» **Objective 1**:
Answer these questions about the reptile forum thread, one answer a line:
(a) For which animals does the first poster say a Buy/Sell forum already exists?
(b) Where does the reply say reptiles are handled on the site?
(c) Which two websites does the reply suggest?
» **Objective 2**: List every username in the reptile forum thread that heads a post, with the date shown beside it.

# Buy/Sell forum for Reptiles??



## Drunkenblade (Aug 15, 2004)

I noticed that there is a Buy/Sell forum for fish, but not Reptiles. I fully understand that Fish are the Main Topic of this Site, But do you have a Reptile Classifieds or am I just missing it??

I am also wondering where you all buy your Reptiles??? Online??? Pet store???


----------



## Death in #'s (Apr 29, 2003)

Drunkenblade said:


> I noticed that there is a Buy/Sell forum for fish, but not Reptiles. I fully understand that Fish are the Main Topic of this Site, But do you have a Reptile Classifieds or am I just missing it??
> 
> I am also wondering where you all buy your Reptiles??? Online??? Pet store???


 well for reptiles we just use the members classified
and i get mine for all over 
if u want go to kingsnake.com and they have a awesome reptile classfieds
or reptimart.com


----------



## lemmywinks (Jan 25, 2004)

» **Extracted information**:
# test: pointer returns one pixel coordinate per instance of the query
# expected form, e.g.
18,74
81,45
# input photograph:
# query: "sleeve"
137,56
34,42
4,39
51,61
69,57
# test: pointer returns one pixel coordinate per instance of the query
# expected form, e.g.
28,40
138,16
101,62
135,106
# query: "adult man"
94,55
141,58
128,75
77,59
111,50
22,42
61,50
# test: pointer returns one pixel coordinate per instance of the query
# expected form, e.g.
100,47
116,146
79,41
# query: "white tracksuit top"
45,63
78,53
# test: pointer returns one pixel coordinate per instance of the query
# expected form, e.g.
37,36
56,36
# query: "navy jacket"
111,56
==
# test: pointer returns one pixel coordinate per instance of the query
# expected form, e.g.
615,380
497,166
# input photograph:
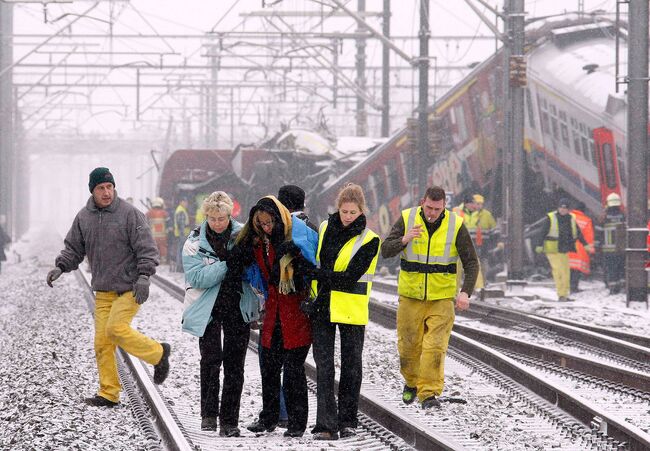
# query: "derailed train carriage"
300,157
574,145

» **Full response 1**:
(a) Fish.
(b) In the members classified.
(c) kingsnake.com and reptimart.com.

» **Full response 2**:
Drunkenblade (Aug 15, 2004)
Death in #'s (Apr 29, 2003)
lemmywinks (Jan 25, 2004)